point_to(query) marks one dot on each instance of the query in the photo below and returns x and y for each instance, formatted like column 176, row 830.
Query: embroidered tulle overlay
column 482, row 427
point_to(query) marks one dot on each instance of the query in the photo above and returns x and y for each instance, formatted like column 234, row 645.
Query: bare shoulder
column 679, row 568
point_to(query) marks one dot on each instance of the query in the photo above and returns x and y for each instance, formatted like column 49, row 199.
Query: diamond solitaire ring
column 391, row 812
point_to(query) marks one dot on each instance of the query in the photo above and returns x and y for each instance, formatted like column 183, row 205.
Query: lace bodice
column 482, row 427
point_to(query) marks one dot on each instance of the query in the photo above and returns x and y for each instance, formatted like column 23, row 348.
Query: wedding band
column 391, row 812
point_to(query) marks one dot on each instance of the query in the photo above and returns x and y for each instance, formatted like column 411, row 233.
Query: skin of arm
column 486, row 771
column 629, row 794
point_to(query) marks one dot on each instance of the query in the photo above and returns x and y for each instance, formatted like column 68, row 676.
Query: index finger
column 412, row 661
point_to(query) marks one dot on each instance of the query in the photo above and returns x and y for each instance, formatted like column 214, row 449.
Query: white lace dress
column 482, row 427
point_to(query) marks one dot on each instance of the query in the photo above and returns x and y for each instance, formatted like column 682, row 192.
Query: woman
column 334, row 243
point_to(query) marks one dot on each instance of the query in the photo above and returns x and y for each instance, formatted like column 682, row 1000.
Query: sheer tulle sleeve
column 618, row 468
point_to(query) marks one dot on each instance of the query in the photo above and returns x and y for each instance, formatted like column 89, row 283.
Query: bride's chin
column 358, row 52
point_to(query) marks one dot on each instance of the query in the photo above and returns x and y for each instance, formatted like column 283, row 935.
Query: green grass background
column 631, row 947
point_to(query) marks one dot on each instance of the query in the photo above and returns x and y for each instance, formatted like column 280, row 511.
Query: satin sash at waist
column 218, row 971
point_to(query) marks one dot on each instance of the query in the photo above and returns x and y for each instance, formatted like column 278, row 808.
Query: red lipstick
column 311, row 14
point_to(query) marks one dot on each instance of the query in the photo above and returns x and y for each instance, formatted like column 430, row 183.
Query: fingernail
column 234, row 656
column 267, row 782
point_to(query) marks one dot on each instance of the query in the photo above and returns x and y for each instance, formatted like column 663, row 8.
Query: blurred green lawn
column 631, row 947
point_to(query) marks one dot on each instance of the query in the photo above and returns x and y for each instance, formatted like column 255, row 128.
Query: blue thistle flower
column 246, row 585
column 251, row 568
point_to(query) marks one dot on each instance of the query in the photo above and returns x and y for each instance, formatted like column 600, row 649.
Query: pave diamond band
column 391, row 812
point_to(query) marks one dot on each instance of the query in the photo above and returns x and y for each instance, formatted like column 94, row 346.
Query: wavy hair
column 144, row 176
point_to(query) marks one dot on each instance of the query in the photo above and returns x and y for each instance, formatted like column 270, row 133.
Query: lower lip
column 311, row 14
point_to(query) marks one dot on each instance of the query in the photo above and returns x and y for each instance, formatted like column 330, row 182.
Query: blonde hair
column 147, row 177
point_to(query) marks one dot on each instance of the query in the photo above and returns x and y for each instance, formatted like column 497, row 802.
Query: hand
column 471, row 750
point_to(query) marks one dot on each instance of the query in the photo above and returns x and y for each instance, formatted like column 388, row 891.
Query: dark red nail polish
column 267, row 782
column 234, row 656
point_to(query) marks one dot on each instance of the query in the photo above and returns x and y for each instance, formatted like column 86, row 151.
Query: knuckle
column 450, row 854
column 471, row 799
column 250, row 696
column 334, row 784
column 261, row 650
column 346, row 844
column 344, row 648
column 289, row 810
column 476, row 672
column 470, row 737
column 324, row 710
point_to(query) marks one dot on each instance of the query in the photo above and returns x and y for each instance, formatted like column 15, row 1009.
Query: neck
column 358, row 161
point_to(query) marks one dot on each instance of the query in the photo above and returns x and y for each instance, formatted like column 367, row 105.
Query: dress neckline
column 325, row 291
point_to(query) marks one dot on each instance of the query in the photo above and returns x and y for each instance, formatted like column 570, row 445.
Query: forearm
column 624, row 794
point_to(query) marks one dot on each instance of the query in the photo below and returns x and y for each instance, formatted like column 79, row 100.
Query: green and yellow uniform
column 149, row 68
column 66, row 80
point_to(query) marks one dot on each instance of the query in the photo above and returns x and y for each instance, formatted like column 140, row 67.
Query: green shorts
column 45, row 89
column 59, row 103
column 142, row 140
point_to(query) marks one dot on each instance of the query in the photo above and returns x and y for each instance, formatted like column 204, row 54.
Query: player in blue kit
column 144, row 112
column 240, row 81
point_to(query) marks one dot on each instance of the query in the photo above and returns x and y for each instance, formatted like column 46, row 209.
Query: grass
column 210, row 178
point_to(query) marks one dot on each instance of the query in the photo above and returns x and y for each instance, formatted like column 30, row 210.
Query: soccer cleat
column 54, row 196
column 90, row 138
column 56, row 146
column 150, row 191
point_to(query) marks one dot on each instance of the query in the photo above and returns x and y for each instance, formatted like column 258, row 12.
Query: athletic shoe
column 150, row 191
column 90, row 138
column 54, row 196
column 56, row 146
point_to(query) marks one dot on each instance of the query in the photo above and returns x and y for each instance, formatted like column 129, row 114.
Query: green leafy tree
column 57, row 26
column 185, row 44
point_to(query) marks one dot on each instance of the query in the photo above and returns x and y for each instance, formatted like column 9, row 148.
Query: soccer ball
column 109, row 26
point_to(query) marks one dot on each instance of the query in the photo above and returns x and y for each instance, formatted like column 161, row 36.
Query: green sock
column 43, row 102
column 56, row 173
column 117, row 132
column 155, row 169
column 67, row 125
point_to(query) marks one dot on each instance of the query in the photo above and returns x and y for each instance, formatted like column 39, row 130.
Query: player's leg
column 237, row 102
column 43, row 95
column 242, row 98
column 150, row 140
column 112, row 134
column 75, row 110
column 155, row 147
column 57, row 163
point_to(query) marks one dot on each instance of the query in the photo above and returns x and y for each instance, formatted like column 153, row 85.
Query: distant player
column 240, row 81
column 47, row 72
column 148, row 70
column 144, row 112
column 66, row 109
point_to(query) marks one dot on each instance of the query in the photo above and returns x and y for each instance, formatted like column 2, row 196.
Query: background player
....................
Problem statement: Repeat exactly, and only, the lines from the one containing "Query: distant player" through the end of the material.

Worked solution:
Query: distant player
column 240, row 81
column 47, row 72
column 148, row 70
column 144, row 112
column 66, row 109
point_to(query) marks one dot on each instance of the query in the photo above and returns x and y for each instance, formatted like column 2, row 196.
Query: background player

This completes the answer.